» **EXCERPTED PASSAGE**
# Tetrahedron Questions



## PhelpsRB (Oct 15, 2010)

Hi, Ok here is the problem, I am in a 3D college class, and I am trying to cut a tetrahedron out of wood. I created one by first cutting a prism, and then using a 30 degree angle cut the other sides, but the triangles were not the same size as the base, so what I need help with is figuring out how I can cut it out, and have all the sides the same size. Anything you can suggest would be a big help, the wood shop at my school has every thing I need to do anything I want. And to tell the truth this has my teacher stumped, he tried and cut one out like I did. So thank you for any help.


----------



## b00kemdano (Feb 10, 2009)

Does it have to be cut from one piece of wood?


----------



## woodnthings (Jan 24, 2009)

*Difficult.....*

Please don't ask me to do it! :laughing:
The definition is as follows:
The tetrahedron is one kind of pyramid, which is a polyhedron with a flat polygon base and triangular faces connecting the base to a common point. In the case of a tetrahedron the base is a triangle *(any of the four faces can be considered the base), *so a tetrahedron is also known as a *triangular pyramid*.
From wikipedia: http://en.wikipedia.org/wiki/Tetrahedron
The calculations are way beyond my level of math and I actually made one of these in folded paper back in 3D design class, about 50 years ago. I think geodesic domes are made with these if I recall. 
It seems that all the side are of equal length and all the angles are the same, unless I misread the description/math formulae. I wouldn't know where to begin. So if you end up making one take photos! :blink: bill


----------



## Itchy Brother (Aug 22, 2008)

Yeah,What they said,heck I thought it was some kind of Dinasaur!


----------



## GeorgeC (Jul 30, 2008)

THIS  will tell you all the information that you need.

George


----------



## phinds (Mar 25, 2009)

GeorgeC said:


> THIS will tell you all the information that you need.
> 
> George


 
Well, no, unless you're a math whiz, that article will just make your head hurt. BADLY. The math on this is conceptually simple but REALLY nasty to work through. You don't need trig, but you need to LOVE algebra.

» **LISTING**
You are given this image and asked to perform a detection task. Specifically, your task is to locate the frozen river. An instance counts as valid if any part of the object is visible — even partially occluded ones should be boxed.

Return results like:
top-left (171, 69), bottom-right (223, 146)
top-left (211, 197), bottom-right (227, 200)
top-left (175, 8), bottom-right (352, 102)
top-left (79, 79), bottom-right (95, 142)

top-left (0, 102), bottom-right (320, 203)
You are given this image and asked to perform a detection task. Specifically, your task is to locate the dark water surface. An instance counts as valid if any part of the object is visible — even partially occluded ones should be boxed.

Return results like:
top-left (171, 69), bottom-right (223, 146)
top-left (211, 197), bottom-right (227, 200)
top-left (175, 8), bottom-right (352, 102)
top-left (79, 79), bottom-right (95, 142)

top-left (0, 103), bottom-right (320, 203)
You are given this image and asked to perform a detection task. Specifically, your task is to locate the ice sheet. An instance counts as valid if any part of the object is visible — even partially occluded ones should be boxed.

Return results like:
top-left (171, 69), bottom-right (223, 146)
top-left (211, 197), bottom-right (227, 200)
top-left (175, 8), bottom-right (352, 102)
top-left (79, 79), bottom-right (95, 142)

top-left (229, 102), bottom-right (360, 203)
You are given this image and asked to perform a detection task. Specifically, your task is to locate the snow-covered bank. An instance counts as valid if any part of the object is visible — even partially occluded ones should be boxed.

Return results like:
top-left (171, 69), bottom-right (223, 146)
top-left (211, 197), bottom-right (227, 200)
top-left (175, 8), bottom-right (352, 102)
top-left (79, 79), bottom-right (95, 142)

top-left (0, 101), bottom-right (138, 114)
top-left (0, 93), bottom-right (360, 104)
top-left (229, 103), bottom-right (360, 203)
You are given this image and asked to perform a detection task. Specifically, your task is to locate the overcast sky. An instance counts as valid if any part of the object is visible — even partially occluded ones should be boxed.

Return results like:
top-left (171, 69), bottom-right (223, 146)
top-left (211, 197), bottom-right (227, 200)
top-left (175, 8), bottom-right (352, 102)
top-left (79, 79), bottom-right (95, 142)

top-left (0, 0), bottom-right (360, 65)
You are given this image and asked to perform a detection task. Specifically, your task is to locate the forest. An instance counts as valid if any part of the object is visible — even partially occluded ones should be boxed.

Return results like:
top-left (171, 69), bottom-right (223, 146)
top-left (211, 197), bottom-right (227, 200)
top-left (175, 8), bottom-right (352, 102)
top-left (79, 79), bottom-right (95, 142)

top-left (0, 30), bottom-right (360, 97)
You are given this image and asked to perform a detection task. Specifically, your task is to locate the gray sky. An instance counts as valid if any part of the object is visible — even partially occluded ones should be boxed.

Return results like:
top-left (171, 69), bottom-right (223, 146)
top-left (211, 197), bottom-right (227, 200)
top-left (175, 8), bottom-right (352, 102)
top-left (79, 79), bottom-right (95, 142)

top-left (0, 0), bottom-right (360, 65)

» **DIRECTION A**
Answer these questions about the tetrahedron thread, one answer per line, marked as the questions are:
(i) At what angle did PhelpsRB cut the other sides after cutting a prism?
(ii) By what other name is a tetrahedron known, according to the definition woodnthings quotes?
(iii) What does phinds say one needs to love to work through the math?
» **DIRECTION B**
From the tetrahedron thread, write out again the part that opens with the words containing "# Tetrahedron Questions" and closes with "for any help.", substituting "cube" for "prism".
» **DIRECTION C**
List every screen name under which a post appears in the tetrahedron thread.

» **WORKED SOLUTION A**
(i) 30 degrees
(ii) A triangular pyramid
(iii) Algebra

» **WORKED SOLUTION B**
# Tetrahedron Questions



## PhelpsRB (Oct 15, 2010)

Hi, Ok here is the problem, I am in a 3D college class, and I am trying to cut a tetrahedron out of wood. I created one by first cutting a cube, and then using a 30 degree angle cut the other sides, but the triangles were not the same size as the base, so what I need help with is figuring out how I can cut it out, and have all the sides the same size. Anything you can suggest would be a big help, the wood shop at my school has every thing I need to do anything I want. And to tell the truth this has my teacher stumped, he tried and cut one out like I did. So thank you for any help.

» **WORKED SOLUTION C**
PhelpsRB
b00kemdano
woodnthings
Itchy Brother
GeorgeC
phinds